This is an academic programme designed for students with a strong interest in mathematics, mathematical statistics and scientific computing. Flexibility and individual adaptation are keywords. The programme is structured in a highly flexible manner and is designed to give students solid theoretical knowledge in mathematics, while at the same time providing possibilities for each student to pursue his/her own educational profile according to interests and career aspirations.
A vast variety of courses in mathematics, statistics and numerical analysis is available within the programme and can be combined with courses from all other science areas, economy and finance, engineering as well as humanities and social sciences, available at our university or within an exchange programme with other universities. For students with a strong interest in pure mathematics, the programme offers a path of courses at a higher theoretical level that can be continued at Master’s and even further at PhD level.
For those students interested in more applied areas, there is a high degree of flexibility in choosing course combinations suitable for certain professions. For instance, courses in mathematical statistics and numerical analysis can be combined with courses in financial mathematics and economics. Another usual path is combining studies in mathematics and physics. Each direction implies a different combination of courses. Predefined recommended course combinations suitable for the different directions are available and study counselling is provided throughout the entire programme.
The programme consists of compulsory courses, alternative compulsory courses and elective courses, and ends with a Bachelor’s degree project on a topic of interest.
The first two terms of study are devoted entirely to compulsory courses that cover basic training in mathematical analysis in one and several variables, algebra, linear algebra and computational programming. In the third term, a basic course in mathematical statistics is offered at half pace. This is the last compulsory course. These courses constitute the theoretical core that is fundamental to applied mathematics, statistics, mathematical physics, economics and many other areas.

-- Supplied information --
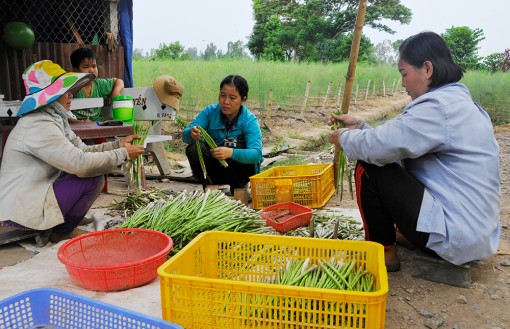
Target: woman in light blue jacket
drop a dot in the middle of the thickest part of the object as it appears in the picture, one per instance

-- Work to complete --
[1] In one to three sentences, explain why the mathematics programme description treats the courses of the first three terms as compulsory.
[2] Continue the mathematics programme description from its final sentence.

-- Responses to the exercise --
[1] These courses form the theoretical core of the programme. They cover analysis in one and several variables, algebra, linear algebra, computational programming and a basic course in mathematical statistics. According to the description, that core is fundamental to applied mathematics, statistics, mathematical physics, economics and many other areas.

[2]
Alternative compulsory courses:
These courses are chosen from a list of courses in pure mathematics, mathematical statistics and numerical analysis. Discrete mathematics, number theory, abstract algebra, topology, ordinary differential equations, complex analysis and differential geometry are some of the main areas in pure mathematics that are available. Courses in mathematical statistics, probability theory and scientific computing provide the balance between mathematical theory and practical applications and provide training in collecting, analysing and modelling data. 30 credits’ worth of alternative compulsory courses is required. These courses can be studied at half pace in the third term in parallel with the basic course in mathematical statistics and in the following terms.
The elective courses can be chosen amongst more advanced courses within the mathematical sciences as well as other disciplines available at Lund University or within an exchange programme with other universities. At least 30 credits must be courses outside the range of mathematical sciences. Most students choose to combine their mathematical studies with physics, computer science or economics. The purpose of this module is to offer students the possibility to both deepen and broaden their knowledge according to their own objects of interest.
Bachelor's Degree project:
The project may be done in pure mathematics, mathematical statistics or numerical analysis on a subject of interest chosen in cooperation with a supervisor. The project may be of theoretical character but can also be done in an applied area in cooperation with an industrial partner.
The growth of the information society has led to an increased need for understanding and predicting the real world. There is an increasing demand for people who can structure and analyse the growing amount of produced and stored data. A thorough mathematical education provides the tools for such tasks.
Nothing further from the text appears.